[Region labeling entries]
___
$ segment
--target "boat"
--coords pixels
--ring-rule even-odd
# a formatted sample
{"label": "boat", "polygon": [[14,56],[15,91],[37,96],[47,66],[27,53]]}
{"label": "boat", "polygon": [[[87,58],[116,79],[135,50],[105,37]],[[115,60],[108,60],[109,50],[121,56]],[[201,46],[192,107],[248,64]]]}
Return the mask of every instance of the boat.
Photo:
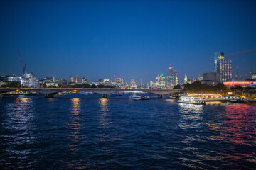
{"label": "boat", "polygon": [[139,100],[142,100],[142,96],[138,95],[137,94],[133,94],[130,96],[129,98],[131,100],[139,101]]}
{"label": "boat", "polygon": [[149,96],[142,96],[142,100],[149,100],[150,97]]}
{"label": "boat", "polygon": [[115,96],[122,96],[122,93],[112,93],[110,96],[112,96],[112,97],[115,97]]}
{"label": "boat", "polygon": [[206,101],[201,97],[181,96],[177,102],[190,104],[206,104]]}

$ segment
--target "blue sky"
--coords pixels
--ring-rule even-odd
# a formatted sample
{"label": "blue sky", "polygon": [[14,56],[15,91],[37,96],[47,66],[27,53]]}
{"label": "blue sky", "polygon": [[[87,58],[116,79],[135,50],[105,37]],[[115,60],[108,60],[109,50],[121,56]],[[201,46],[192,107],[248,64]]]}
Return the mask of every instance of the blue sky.
{"label": "blue sky", "polygon": [[[144,83],[172,64],[183,81],[213,71],[256,72],[255,1],[1,1],[0,74],[70,75]],[[249,52],[242,52],[249,50]],[[239,55],[232,54],[242,52]],[[238,53],[236,53],[238,54]],[[228,59],[228,58],[227,58]]]}

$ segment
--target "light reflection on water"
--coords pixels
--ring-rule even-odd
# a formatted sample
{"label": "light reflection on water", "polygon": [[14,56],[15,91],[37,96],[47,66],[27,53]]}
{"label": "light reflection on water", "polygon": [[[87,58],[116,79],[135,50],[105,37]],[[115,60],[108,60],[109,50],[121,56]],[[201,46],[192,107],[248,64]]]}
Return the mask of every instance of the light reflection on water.
{"label": "light reflection on water", "polygon": [[80,99],[72,98],[70,99],[70,123],[68,123],[68,128],[70,130],[69,134],[70,140],[73,142],[70,143],[70,149],[71,151],[78,151],[79,148],[79,131],[82,129],[80,125]]}
{"label": "light reflection on water", "polygon": [[65,97],[0,98],[4,108],[0,166],[42,169],[46,162],[53,169],[253,169],[256,165],[253,106]]}
{"label": "light reflection on water", "polygon": [[179,127],[186,128],[199,128],[202,125],[203,106],[179,103]]}
{"label": "light reflection on water", "polygon": [[5,154],[10,161],[17,160],[16,164],[20,164],[20,167],[30,168],[33,160],[30,160],[26,164],[22,162],[31,159],[29,155],[31,149],[21,149],[21,147],[36,140],[35,136],[32,135],[36,126],[33,123],[33,99],[20,96],[16,98],[14,103],[6,105],[6,118],[1,125],[6,129],[4,140],[9,144],[6,145]]}

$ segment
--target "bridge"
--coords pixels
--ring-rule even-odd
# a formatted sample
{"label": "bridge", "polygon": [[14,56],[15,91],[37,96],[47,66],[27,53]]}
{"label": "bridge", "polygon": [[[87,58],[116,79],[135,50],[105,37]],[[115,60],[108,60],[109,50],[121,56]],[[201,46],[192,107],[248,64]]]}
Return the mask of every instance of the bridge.
{"label": "bridge", "polygon": [[141,91],[149,94],[157,94],[158,98],[161,98],[164,94],[174,94],[182,93],[183,89],[113,89],[113,88],[0,88],[0,94],[10,92],[14,91],[34,91],[46,95],[46,97],[53,98],[54,95],[59,92],[79,91],[100,94],[102,95],[102,98],[107,98],[107,94],[117,92],[134,92]]}

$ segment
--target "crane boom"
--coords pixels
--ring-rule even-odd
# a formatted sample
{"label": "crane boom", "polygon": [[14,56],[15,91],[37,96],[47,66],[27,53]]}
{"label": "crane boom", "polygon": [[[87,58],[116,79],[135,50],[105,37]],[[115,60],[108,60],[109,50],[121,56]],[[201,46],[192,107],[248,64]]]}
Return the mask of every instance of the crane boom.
___
*PROBLEM TO WORK ON:* Apart from the pictures, the entries above are to be repeated in full and exactly.

*EXPECTED ANSWER:*
$ segment
--target "boat"
--coords pixels
--ring-rule even-odd
# a formatted sample
{"label": "boat", "polygon": [[14,56],[15,91],[37,96],[47,66],[27,53]]}
{"label": "boat", "polygon": [[[87,58],[116,79],[135,50],[105,37]],[[115,60],[108,60],[109,50],[121,56]],[[201,46],[192,107],[248,64]]]}
Return the mask of every instance of the boat.
Photo:
{"label": "boat", "polygon": [[139,100],[142,100],[142,96],[138,95],[137,94],[133,94],[130,96],[129,98],[131,100],[139,101]]}
{"label": "boat", "polygon": [[149,96],[142,96],[142,100],[149,100],[150,97]]}
{"label": "boat", "polygon": [[115,96],[122,96],[122,93],[112,93],[110,96],[112,96],[112,97],[115,97]]}
{"label": "boat", "polygon": [[206,101],[201,97],[181,96],[177,102],[190,104],[206,104]]}

$ segment
--target "blue sky"
--coords pixels
--ring-rule even-odd
# a formatted sample
{"label": "blue sky", "polygon": [[14,56],[15,91],[37,96],[47,66],[27,53]]}
{"label": "blue sky", "polygon": [[[87,58],[116,79],[135,50],[105,37]],[[115,60],[108,60],[109,50],[121,56]],[[201,46],[192,107],[248,64]]]}
Return the mask of every instance of the blue sky.
{"label": "blue sky", "polygon": [[[144,83],[172,64],[183,81],[213,71],[256,72],[255,1],[1,1],[0,74],[70,75]],[[249,52],[242,52],[249,50]],[[239,55],[232,54],[242,52]],[[238,53],[236,53],[238,54]],[[228,59],[228,58],[227,58]]]}

$ segment
--target "light reflection on water"
--coords pixels
--ring-rule even-odd
# a formatted sample
{"label": "light reflection on water", "polygon": [[14,56],[15,91],[37,96],[47,66],[27,53]]}
{"label": "light reflection on water", "polygon": [[[87,58],[116,79],[135,50],[105,37]],[[115,60],[108,60],[109,50],[121,56]],[[201,46],[192,107],[248,64]]]}
Return the mask of every instance of the light reflection on water.
{"label": "light reflection on water", "polygon": [[80,99],[72,98],[70,99],[70,123],[68,123],[68,128],[70,130],[69,134],[70,140],[73,142],[70,143],[70,149],[71,151],[78,151],[79,148],[79,131],[82,129],[80,125]]}
{"label": "light reflection on water", "polygon": [[65,97],[0,98],[4,108],[0,166],[42,169],[46,162],[53,169],[253,169],[256,165],[253,106]]}
{"label": "light reflection on water", "polygon": [[179,127],[186,128],[199,128],[202,125],[203,106],[179,103]]}
{"label": "light reflection on water", "polygon": [[5,154],[10,161],[17,160],[16,164],[20,164],[20,167],[30,168],[33,160],[30,160],[26,164],[22,162],[31,159],[29,155],[31,149],[21,149],[21,147],[36,140],[35,136],[32,135],[36,126],[33,123],[33,99],[20,96],[16,98],[14,103],[6,105],[6,118],[1,125],[6,129],[4,140],[9,144],[6,145]]}

$ segment
--target "bridge"
--coords pixels
--ring-rule even-odd
# a formatted sample
{"label": "bridge", "polygon": [[14,56],[15,91],[37,96],[47,66],[27,53]]}
{"label": "bridge", "polygon": [[[87,58],[116,79],[135,50],[105,37]],[[115,60],[108,60],[109,50],[121,56]],[[201,46],[192,107],[248,64]]]}
Return the mask of every instance of the bridge.
{"label": "bridge", "polygon": [[141,91],[149,94],[157,94],[158,98],[161,98],[164,94],[174,94],[182,93],[183,89],[113,89],[113,88],[0,88],[0,94],[10,92],[14,91],[34,91],[46,95],[46,97],[53,98],[54,95],[59,92],[79,91],[100,94],[102,95],[102,98],[107,98],[107,94],[117,92],[134,92]]}

$ segment
--target "crane boom"
--coords pixels
--ring-rule even-odd
# a formatted sample
{"label": "crane boom", "polygon": [[14,56],[15,91],[37,96],[47,66],[27,53]]}
{"label": "crane boom", "polygon": [[[87,58],[116,79],[135,50],[105,37]],[[115,60],[108,60],[109,50],[121,56]],[[201,46],[192,107],[248,64]]]}
Return the mask of every instance of the crane boom.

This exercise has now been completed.